さておき、ムアから消えてしまう少年という、あらすじに書いてある謎?にはあまり期待しない方がよいですし(一種の密室状況ではありますが、肩透かしですから)、謎解きの場面でウィリング博士が明かすダイイングメッセージ(?) の謎解きは、よほど語学に堪能でないとわからない(しかも英語だけじゃない!!)ものではあったりしますが、それらの点を割り引いても、十二分に面白いミステリだと思います。
ああ、あとあらすじや帯に「密室殺人」とあるのですが、これも期待しない方が......(笑)

作品の根幹となるアイデアは、ぱっと聞くと、うまくいくかな? 無理じゃないかな、と思えるのですが、さすがヘレン・マクロイというか、周到に考えられていまして、特に308ページのウィリング博士の説明はとてもよかったですね。

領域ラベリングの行
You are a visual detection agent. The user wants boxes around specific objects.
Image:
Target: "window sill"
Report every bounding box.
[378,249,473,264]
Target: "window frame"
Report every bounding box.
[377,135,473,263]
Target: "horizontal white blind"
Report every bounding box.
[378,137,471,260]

...

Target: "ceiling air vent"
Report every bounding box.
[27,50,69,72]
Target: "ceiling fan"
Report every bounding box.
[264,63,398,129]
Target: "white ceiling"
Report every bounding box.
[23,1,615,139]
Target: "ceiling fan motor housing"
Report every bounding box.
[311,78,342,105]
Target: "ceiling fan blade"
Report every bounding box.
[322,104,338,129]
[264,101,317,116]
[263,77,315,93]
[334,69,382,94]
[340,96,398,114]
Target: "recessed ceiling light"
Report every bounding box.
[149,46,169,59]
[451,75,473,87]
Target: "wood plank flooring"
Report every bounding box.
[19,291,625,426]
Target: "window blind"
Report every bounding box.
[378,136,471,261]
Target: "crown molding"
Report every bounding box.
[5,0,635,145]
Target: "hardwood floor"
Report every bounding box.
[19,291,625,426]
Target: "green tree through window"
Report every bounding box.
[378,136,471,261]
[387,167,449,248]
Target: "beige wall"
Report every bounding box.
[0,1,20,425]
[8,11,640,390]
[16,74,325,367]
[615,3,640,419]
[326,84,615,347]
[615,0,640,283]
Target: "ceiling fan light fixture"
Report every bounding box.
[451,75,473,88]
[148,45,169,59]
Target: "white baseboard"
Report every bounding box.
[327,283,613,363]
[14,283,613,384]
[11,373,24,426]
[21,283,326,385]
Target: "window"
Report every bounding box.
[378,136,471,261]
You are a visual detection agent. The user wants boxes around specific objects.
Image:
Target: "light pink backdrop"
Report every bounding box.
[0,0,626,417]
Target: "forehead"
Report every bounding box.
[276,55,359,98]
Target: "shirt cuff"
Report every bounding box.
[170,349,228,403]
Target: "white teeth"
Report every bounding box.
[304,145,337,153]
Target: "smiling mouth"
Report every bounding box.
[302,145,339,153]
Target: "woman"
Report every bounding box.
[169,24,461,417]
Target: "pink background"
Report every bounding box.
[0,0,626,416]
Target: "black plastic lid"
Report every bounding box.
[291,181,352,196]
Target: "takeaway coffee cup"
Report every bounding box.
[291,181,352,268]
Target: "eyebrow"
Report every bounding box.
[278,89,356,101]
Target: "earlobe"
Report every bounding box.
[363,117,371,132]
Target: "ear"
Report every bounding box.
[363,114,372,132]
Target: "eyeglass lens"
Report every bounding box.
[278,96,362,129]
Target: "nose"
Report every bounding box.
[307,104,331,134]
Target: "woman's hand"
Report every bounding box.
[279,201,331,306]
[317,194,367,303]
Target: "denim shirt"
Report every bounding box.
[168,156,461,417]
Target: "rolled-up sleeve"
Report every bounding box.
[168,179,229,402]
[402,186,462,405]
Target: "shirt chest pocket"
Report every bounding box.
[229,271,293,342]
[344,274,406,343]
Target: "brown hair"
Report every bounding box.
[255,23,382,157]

...

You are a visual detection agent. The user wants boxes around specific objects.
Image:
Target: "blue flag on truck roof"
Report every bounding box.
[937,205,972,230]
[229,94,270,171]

§ **出題 A**: 感想文で、ウィリング博士の説明が特によかったと書かれているのは何ページですか。
§ **出題 B**: 上の行のうち「window」という語を含む行を数え、その数だけを答えてください。

§ **解答結果 A**: 308ページです。

§ **解答結果 B**: 5